Lines of data
* * * * *
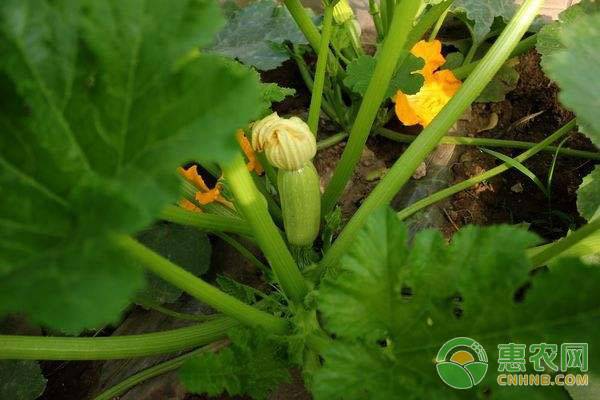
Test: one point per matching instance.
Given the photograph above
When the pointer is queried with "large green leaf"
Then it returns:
(360, 72)
(588, 195)
(183, 245)
(482, 13)
(98, 110)
(575, 69)
(251, 365)
(549, 37)
(21, 380)
(393, 305)
(255, 33)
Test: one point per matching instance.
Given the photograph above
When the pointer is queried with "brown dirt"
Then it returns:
(512, 197)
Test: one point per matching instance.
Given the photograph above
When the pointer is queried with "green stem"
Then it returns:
(442, 194)
(471, 53)
(469, 141)
(524, 46)
(354, 38)
(404, 167)
(560, 246)
(198, 288)
(308, 81)
(254, 207)
(113, 347)
(156, 370)
(390, 7)
(331, 140)
(206, 221)
(376, 15)
(244, 252)
(391, 55)
(320, 70)
(438, 25)
(151, 305)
* * * * *
Given request
Rewrite the lines above as a numbered list, skipping blank lines and leaving out the pictures.

Result of the task
1. Test: one point per matching instance.
2. Given the photograph above
3. When the pointer is queried with "large green leaf"
4. Then it returns:
5. (360, 72)
6. (588, 195)
7. (183, 245)
8. (482, 13)
9. (98, 110)
10. (575, 69)
11. (251, 365)
12. (549, 37)
13. (21, 380)
14. (393, 305)
15. (255, 33)
16. Test: one point per matching instance.
17. Given the photograph above
18. When the pointer is queried with "brown dirt"
19. Then it returns:
20. (512, 197)
21. Test: one point per matching instance.
22. Given the photograph above
23. When the pointer is queried with "green stem"
24. Then it returns:
25. (442, 194)
26. (471, 53)
27. (469, 141)
28. (524, 46)
29. (354, 38)
30. (404, 167)
31. (560, 246)
32. (198, 288)
33. (308, 81)
34. (254, 207)
35. (113, 347)
36. (156, 370)
37. (390, 7)
38. (331, 140)
39. (206, 221)
40. (376, 15)
41. (244, 252)
42. (391, 55)
43. (320, 70)
44. (438, 25)
45. (151, 305)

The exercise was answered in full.